Start of DATA FOR REVIEW
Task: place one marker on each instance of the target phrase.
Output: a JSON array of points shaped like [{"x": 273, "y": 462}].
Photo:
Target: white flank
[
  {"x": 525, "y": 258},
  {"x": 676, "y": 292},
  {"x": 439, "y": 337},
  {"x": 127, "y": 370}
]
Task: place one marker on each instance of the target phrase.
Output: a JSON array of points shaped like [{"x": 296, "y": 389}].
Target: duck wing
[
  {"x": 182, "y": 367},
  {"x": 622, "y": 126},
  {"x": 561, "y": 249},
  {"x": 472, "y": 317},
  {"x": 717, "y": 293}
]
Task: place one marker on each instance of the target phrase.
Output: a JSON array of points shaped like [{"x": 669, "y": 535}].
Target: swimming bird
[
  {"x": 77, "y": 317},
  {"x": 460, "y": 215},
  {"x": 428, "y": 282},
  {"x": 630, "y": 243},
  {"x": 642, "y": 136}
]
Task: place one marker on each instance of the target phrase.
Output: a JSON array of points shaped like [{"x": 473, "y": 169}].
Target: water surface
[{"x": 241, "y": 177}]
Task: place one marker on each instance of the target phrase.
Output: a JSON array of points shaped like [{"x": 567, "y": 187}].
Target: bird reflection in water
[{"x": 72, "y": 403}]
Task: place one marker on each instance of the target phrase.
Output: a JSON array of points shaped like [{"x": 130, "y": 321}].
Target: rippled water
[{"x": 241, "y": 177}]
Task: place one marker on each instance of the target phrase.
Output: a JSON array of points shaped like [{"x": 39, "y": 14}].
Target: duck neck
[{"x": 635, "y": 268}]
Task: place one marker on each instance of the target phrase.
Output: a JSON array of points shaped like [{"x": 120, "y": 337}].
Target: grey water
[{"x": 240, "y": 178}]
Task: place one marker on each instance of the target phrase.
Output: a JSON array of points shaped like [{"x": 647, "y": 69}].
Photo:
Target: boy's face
End of DATA FOR REVIEW
**EXERCISE:**
Please show every line of the records that holds the word "array".

**RESULT OF THIS EXERCISE:**
Output: a JSON array of points shaped like [{"x": 273, "y": 462}].
Output: a JSON array of points shaped like [{"x": 296, "y": 389}].
Output: a JSON array of points shaped like [{"x": 669, "y": 535}].
Output: a JSON array of points shaped like [{"x": 473, "y": 169}].
Output: a JSON array of points shaped like [{"x": 567, "y": 187}].
Output: a JSON array of points shaped like [{"x": 130, "y": 321}].
Output: a JSON array of points shaped like [{"x": 39, "y": 14}].
Output: a JSON array of points shaped like [{"x": 120, "y": 337}].
Output: a JSON array of points shaped like [{"x": 647, "y": 69}].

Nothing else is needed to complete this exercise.